- [SOURCE TEXT]:
Begin
I don't see a reason why it should be preceded with anything at all. Your compiler/editor will do the job for you.
Well I understand what you are asking here. Its good to remember that the variable names only affect the size of the text file and the time it took you to write that. But do remember that variable names and pointer names and function names etc.. all get lost in translation to machine code by the GNU GCC compiler. The final thing that will be stored in .o or .exe will be 0s and 1s, so you shouldn't worry about names being to big :)
Well pointers are most often used for things that are allocated dynamically, and/or functions.
In the case of dynamic allocation, you can just precede it with ptr, if you're insistent on using this notation. In the case of functions, fun works just as well.
There are two critical points here that I would like to atempt to distill out:
The length of a variable name has no impact on the space allocated for the data in the final compiled C/C++ program as the compiler comes up with its own names for variables.
N.B. Some compilers, especially the older ones, may only recognise the first few letters of a variable name so having very long overly complicated variable names in your source code may lead to clashes
Also, if you create symbol files for debugging they will contain all your variable names so will become unecessarily large but this might not significantly slow down debugging, I've never checked!
The space needed to store a pointer may indeed be larger than the space needed than the data pointed to but there are still circumstances in which you may wish to use them in any case. For instance in an architecture such as COM where the practise is that functions return only a result code (success or failure) and all data that is changed is done through pointers passed on the stack:
/*
pszString could be pointing to only one character which
is less space than the pointer
*/
HRESULT OneLetterSplat(char * pszString)
{
*pszString = 'a';
return SUCCESS
}
End
- [REQUIRED TASKS]:
1. Answer these questions from the thread on naming pointers and variables in C:
(a) Besides the time it took to write them, what do variable names affect?
(b) Which prefix does the thread suggest for a pointer used with dynamic allocation?
(c) What part of a variable name may some older compilers recognize?
2. Copy from the thread on naming pointers and variables the part that opens with the words containing "There are two" and closes with "names for variables.".
The records that follow the thread were drawn from a separate source.

- [INFORMATION GIVEN]:
Begin
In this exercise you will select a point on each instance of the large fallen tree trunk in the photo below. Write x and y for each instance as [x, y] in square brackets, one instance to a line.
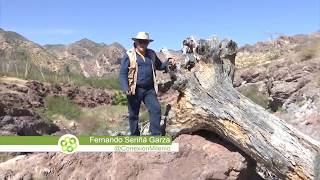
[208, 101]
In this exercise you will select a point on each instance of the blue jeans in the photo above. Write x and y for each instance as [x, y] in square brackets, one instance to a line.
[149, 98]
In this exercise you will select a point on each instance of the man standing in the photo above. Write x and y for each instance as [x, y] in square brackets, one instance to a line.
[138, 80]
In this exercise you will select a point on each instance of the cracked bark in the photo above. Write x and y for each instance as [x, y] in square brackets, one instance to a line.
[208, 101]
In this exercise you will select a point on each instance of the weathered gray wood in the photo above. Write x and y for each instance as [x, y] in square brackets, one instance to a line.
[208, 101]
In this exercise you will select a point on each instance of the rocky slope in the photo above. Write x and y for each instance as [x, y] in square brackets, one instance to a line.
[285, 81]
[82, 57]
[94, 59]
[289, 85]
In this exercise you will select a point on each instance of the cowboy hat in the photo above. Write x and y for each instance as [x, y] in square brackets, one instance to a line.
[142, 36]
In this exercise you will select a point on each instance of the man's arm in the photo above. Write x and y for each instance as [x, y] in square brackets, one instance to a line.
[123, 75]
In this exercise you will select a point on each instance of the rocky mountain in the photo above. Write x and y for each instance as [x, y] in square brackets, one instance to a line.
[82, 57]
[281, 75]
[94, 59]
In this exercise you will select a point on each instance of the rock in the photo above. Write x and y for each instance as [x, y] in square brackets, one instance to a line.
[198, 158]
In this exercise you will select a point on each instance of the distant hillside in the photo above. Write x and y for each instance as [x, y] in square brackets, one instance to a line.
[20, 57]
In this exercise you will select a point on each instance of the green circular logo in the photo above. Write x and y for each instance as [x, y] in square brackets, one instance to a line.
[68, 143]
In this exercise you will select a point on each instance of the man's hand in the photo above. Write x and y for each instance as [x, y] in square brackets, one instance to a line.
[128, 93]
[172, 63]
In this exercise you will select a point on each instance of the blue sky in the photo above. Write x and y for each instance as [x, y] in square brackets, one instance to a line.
End
- [WRITTEN ANSWERS]:
1.
(a) The size of the text file.
(b) ptr
(c) Only the first few letters.

2.
There are two critical points here that I would like to atempt to distill out:
The length of a variable name has no impact on the space allocated for the data in the final compiled C/C++ program as the compiler comes up with its own names for variables.